START Exercise text
Exhibit 20

The Washington Times - Monday, November 9, 1992

Anti-Nuke Activists To Hold Their Lines at Lafayette Park

Associated Press

Concepcion Picciotto has camped outside the White House every day for 12 years to protest nuclear arms. She wants it to be known straight off that, new president or not, she's not going anywhere

"Changing the president won't do anything," she said mournfully after the election. "It's like a chess game to just move the pieces"

The small Spanish-born woman. Her head covered in a thick black wig and a large babushka, spends her days directly across from the White House door, on the edge of Lafayette Park.

President Bush has never crossed Pennsylvania Avenue to meet her, and her attitude toward presidents in general goes well beyond disappointment. But she did go to the polls Tuesday - to vote for Ross Perot.

"He did make a little more sense than the other ones. He was more sincere," she said "Besides, he's not a politician."

A few paces away, between two minute signs with messages like "Wanted - Wisdom and Honesty"is Ellen Thomas, who voted for "a man of my generation." Bill Clinton. But she has no plans to quit her 9-year White House vigil either.

"I told myself if God wanted me to, I'd stay here until there were no nuclear weapons left anywhere." said Mrs. Thomas, 46, who wears her gray hair in pigtails held in place with red rubber bands and sports a metal shell like a talisman around her neck.

I'd rather not be here," she said, " but I probably will be for a while"

Ms. Picciotto has no other home, Mrs. Thomas is maarried to a man who works on nuclear arms protests from a friend's basement, where she sometimes goes to shower and take a break.

The women see themselves more as teachers than protesters. Their purpose, they said, is to remind.

Both hand out information to anyone who wants it.

Ms. Picciotto has photocopied articles n a variety of languages. Including Spanish, German, Japanese and English.

Mrs. Thomas asks passersby to sign a petition for a voter referendum she hopes one day to see on the ballot in every state.

It calls for total U.S. nuclear disarmament and, eventually, the complete conversio of all military forces and industries to peacetime pursuits.

She said Mr. Bush has been better since he started taking his thyroid medicine, but she feels "real hope" for President-elect Bill Clinton - a man free of the memories of World War II. She danced and beat a drum in Lafayette Park until 3:30 a.m. Wednesday to celebrate Mr. Clinton's election, but reality is returning along with the vigil routine.
END Exercise text
START Recorded data
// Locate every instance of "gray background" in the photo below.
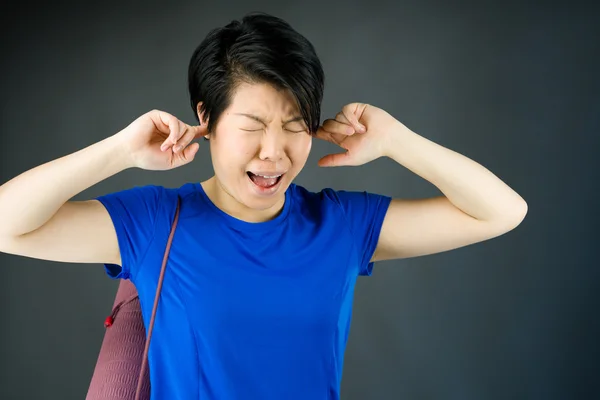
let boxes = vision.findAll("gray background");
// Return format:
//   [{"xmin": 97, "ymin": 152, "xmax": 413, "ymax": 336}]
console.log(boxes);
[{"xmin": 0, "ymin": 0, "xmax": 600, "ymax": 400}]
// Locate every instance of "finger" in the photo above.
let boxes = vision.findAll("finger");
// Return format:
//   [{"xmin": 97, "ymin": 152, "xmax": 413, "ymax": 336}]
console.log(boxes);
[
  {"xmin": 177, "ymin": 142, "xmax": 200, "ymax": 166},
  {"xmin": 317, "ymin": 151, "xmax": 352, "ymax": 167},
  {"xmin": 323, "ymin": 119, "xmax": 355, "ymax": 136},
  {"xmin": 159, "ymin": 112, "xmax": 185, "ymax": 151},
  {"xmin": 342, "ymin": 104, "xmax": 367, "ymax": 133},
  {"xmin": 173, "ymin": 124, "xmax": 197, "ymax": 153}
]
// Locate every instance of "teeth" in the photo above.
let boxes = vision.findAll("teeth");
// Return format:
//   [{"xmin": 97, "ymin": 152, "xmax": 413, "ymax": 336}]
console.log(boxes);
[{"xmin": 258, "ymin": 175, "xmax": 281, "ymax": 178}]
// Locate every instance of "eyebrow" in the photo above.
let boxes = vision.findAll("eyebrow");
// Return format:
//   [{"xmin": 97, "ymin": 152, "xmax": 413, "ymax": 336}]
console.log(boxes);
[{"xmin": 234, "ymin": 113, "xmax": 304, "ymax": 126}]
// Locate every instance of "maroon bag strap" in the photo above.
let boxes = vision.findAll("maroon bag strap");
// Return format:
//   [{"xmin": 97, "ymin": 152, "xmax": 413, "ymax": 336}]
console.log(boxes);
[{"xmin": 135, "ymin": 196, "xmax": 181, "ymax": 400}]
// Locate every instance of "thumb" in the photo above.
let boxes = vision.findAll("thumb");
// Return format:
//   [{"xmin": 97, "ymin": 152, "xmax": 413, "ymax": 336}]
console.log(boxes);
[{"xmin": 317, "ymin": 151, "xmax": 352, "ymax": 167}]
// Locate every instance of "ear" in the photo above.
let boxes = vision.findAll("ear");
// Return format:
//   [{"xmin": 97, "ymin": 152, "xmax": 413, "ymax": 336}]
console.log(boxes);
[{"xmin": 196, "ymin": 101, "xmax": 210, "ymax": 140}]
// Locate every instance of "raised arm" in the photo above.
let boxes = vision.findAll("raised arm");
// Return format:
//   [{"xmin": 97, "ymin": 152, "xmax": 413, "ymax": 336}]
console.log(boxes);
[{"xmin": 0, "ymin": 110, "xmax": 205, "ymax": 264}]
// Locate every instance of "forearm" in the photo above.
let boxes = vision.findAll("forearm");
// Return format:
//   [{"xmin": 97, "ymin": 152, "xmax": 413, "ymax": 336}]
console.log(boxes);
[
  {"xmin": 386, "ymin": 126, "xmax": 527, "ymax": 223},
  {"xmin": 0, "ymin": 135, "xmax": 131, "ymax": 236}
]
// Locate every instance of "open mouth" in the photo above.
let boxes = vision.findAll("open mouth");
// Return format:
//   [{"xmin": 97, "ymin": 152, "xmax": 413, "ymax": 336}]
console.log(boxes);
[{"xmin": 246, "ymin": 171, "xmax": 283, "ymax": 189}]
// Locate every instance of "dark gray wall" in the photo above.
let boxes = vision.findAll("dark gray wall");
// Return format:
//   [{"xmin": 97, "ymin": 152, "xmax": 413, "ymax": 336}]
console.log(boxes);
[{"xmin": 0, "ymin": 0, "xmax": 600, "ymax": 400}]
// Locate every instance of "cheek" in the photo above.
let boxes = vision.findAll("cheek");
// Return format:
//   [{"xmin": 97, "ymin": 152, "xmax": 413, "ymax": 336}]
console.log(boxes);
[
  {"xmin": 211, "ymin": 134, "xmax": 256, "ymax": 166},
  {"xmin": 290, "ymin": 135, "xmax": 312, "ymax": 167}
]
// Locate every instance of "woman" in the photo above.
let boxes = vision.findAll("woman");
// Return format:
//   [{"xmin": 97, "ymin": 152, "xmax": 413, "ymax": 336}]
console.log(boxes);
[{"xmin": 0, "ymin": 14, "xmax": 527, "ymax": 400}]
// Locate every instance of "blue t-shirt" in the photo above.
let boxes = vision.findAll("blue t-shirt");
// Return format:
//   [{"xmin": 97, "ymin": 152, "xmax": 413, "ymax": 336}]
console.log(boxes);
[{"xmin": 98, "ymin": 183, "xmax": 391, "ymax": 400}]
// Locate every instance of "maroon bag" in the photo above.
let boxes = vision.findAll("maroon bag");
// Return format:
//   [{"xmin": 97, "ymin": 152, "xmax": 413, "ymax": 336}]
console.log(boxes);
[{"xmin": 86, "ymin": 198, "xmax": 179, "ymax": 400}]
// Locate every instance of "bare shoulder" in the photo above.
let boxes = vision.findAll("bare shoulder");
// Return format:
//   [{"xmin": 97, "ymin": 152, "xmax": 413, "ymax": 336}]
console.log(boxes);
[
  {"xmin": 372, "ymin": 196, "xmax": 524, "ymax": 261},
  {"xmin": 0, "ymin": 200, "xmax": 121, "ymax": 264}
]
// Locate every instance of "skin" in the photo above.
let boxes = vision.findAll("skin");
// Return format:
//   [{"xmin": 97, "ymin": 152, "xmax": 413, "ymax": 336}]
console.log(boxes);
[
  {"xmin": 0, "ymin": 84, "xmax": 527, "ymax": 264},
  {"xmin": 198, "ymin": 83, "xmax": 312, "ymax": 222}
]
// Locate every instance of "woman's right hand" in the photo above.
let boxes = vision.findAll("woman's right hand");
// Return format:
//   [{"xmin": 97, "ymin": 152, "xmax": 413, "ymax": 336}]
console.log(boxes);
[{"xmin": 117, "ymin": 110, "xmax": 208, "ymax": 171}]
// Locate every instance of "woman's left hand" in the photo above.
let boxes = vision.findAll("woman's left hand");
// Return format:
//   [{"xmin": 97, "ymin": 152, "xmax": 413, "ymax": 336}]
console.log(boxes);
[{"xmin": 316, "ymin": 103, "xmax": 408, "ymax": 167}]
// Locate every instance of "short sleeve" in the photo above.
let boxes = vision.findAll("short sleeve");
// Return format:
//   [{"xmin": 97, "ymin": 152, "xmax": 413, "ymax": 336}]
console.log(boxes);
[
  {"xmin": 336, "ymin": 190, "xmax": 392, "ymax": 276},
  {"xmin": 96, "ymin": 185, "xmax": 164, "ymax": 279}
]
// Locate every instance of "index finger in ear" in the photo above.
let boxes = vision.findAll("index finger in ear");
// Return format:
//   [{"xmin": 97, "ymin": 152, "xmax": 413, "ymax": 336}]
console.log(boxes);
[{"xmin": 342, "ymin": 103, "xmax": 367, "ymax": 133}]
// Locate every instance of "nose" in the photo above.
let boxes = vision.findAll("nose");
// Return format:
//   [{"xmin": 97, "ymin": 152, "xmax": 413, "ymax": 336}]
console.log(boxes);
END Recorded data
### Required work
A – In the Lafayette Park article, which languages are Ms. Picciotto's photocopied articles in?
B – According to the Lafayette Park article, which candidate did Concepcion Picciotto vote for?

### Answer set
A – Spanish, German, Japanese and English

B – Ross Perot